● What is expected: Below are some records. Repeat exactly the lines from the one containing "Query: brick house exterior" through the final line.

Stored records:
□ □ □ □

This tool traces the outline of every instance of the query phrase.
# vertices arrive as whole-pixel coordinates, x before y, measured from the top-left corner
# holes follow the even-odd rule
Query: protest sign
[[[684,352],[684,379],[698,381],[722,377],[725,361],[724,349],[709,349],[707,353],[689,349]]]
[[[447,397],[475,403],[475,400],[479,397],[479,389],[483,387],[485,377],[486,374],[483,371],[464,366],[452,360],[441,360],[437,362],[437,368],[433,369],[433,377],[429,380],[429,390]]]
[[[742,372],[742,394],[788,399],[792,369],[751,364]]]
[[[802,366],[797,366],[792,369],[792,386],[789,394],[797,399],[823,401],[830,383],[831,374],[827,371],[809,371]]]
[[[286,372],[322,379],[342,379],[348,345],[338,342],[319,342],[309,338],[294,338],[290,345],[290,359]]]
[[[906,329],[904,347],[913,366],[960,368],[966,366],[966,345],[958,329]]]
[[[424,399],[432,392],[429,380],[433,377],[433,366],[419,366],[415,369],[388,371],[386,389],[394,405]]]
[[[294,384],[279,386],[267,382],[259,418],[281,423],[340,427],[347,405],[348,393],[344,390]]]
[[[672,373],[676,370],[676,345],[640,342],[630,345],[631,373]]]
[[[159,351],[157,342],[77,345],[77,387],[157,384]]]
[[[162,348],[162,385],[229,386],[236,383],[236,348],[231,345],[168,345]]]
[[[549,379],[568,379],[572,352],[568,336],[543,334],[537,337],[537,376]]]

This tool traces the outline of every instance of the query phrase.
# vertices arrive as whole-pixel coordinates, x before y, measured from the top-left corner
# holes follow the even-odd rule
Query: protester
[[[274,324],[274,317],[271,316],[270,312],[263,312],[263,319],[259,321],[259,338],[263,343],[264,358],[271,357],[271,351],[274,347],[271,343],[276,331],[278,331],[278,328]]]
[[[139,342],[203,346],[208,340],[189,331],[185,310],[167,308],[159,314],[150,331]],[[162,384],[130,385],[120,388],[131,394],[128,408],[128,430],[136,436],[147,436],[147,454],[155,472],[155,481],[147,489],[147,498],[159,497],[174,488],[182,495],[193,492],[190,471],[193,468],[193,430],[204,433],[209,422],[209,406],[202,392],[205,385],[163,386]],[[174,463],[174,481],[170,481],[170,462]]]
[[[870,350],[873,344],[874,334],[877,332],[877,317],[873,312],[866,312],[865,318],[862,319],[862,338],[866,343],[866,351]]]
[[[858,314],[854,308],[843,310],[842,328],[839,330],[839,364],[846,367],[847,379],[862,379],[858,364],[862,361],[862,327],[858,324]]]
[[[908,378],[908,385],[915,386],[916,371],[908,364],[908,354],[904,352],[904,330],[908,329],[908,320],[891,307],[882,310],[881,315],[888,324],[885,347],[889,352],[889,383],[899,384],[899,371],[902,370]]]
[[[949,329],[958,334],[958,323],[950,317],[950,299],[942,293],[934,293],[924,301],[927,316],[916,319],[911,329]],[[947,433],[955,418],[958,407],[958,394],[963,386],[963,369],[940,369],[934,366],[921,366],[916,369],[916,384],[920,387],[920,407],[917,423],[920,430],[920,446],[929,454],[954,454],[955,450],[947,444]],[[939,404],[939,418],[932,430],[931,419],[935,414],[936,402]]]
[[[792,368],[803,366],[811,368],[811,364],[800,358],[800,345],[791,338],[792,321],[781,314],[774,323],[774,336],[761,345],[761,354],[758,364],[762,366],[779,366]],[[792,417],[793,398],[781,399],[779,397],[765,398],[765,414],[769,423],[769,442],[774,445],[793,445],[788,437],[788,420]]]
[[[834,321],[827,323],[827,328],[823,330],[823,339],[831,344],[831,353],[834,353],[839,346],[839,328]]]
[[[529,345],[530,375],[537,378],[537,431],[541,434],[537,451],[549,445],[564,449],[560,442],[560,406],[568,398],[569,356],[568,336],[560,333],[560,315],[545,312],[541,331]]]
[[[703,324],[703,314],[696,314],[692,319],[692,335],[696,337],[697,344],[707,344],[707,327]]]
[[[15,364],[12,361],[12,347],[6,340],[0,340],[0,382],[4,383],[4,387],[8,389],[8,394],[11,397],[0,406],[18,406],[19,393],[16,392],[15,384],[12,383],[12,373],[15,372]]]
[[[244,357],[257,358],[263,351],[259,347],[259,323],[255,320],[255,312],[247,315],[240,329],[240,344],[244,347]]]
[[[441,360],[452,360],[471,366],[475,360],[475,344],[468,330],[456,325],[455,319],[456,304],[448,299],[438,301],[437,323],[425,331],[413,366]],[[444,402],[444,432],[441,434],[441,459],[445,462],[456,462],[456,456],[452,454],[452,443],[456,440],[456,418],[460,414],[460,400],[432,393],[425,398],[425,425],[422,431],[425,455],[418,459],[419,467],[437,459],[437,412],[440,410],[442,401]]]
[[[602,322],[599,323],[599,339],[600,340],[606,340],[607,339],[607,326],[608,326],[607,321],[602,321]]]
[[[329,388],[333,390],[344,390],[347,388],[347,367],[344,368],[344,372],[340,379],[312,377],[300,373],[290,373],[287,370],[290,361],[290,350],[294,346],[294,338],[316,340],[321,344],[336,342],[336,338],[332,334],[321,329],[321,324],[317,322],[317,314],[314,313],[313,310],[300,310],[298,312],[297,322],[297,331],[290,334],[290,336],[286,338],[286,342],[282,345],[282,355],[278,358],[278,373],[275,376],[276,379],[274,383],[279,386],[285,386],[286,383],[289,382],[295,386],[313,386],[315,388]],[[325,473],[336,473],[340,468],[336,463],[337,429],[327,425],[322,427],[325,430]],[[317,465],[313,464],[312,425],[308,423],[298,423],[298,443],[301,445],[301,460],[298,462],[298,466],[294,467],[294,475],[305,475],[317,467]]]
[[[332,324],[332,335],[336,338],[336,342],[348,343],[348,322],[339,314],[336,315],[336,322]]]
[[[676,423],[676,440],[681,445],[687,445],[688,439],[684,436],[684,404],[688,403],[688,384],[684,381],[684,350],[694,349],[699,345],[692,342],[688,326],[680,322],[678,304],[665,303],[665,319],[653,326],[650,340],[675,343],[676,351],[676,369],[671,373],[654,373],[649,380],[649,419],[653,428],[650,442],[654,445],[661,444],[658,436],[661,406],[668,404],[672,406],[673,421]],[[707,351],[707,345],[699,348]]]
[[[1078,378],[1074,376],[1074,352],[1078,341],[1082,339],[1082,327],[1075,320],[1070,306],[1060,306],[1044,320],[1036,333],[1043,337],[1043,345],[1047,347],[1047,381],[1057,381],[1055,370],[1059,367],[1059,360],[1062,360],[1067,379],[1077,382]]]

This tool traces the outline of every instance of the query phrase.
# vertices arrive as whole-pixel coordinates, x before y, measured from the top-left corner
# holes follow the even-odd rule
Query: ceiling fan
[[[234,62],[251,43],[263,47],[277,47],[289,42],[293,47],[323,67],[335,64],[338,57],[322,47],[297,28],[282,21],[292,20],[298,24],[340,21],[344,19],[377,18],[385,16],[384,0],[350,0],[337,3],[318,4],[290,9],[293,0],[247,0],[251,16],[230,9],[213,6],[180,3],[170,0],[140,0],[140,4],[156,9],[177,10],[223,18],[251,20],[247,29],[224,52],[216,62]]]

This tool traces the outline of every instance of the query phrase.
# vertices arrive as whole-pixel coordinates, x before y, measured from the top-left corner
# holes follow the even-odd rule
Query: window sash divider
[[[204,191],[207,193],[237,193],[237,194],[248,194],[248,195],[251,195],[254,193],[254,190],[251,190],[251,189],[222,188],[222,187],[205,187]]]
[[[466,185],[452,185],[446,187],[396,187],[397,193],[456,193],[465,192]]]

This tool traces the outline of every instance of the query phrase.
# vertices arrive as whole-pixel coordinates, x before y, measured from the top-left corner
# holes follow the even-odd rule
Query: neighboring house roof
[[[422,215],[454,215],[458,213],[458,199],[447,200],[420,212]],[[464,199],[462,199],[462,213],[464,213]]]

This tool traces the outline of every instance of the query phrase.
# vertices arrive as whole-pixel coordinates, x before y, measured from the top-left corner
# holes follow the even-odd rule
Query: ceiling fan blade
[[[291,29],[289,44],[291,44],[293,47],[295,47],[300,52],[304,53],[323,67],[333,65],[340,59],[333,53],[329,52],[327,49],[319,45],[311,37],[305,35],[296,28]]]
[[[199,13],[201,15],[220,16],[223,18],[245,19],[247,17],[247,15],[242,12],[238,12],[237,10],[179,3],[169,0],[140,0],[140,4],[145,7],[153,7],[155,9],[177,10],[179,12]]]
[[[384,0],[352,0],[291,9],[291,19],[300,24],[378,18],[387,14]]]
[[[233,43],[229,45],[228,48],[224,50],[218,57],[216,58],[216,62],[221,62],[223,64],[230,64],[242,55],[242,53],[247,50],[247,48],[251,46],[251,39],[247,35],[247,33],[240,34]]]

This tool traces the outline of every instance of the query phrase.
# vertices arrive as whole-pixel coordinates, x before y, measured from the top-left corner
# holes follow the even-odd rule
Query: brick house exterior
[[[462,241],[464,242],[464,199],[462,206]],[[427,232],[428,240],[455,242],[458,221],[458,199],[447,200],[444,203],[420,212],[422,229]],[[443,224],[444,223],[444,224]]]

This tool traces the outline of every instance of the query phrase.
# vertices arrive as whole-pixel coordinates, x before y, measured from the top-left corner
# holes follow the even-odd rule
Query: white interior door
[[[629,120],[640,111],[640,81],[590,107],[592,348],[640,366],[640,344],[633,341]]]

□ □ □ □

● Response to this exercise:
Query: brick house exterior
[[[462,241],[464,242],[464,199],[462,206]],[[427,232],[428,240],[455,242],[458,221],[458,199],[447,200],[444,203],[420,212],[422,229]],[[443,224],[444,223],[444,224]]]

This tool traces the outline of every instance of the query phrase.
# vertices arrive as whole-pixel coordinates, x before y, measured from the top-left corner
# holes follow the even-odd rule
Query: white interior door
[[[629,120],[640,111],[640,81],[590,107],[592,348],[640,366],[640,344],[633,341]]]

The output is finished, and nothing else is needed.